Exercise description: State how many of the lines below contain the word "could", giving only the number.

Material to process:
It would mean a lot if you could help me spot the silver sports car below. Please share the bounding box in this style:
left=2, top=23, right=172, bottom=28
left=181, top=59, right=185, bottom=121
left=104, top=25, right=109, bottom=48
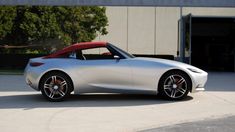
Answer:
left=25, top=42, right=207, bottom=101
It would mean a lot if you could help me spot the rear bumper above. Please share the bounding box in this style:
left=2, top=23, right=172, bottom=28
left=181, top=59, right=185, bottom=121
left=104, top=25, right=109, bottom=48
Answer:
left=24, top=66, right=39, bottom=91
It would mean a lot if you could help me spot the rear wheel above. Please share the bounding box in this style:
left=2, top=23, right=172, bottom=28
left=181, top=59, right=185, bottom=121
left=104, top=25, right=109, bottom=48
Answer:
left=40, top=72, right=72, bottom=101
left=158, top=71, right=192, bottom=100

==

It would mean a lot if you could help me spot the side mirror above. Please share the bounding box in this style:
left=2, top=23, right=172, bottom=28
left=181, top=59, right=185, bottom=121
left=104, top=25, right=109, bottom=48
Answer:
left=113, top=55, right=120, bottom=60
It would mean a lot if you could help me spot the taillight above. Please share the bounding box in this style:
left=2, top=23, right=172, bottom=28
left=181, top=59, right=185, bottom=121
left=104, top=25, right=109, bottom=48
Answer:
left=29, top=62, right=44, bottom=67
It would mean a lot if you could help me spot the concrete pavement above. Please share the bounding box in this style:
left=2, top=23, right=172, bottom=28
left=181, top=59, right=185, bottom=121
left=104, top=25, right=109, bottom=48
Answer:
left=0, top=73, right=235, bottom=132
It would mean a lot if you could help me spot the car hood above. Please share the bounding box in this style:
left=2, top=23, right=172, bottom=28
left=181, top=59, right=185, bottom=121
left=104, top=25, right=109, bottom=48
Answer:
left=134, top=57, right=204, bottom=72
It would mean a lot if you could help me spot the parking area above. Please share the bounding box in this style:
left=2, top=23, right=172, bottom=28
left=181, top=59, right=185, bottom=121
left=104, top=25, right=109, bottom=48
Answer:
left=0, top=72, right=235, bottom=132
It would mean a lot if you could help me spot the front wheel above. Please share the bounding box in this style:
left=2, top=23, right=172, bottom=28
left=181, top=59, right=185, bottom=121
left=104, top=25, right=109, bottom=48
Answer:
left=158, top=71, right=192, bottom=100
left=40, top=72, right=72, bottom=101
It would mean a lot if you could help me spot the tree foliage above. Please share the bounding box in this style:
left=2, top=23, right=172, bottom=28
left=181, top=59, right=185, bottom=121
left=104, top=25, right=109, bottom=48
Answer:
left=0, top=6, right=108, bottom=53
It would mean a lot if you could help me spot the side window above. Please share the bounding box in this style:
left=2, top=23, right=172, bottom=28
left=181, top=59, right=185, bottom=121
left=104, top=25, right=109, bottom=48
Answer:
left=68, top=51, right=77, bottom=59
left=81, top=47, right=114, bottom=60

Complete response: 11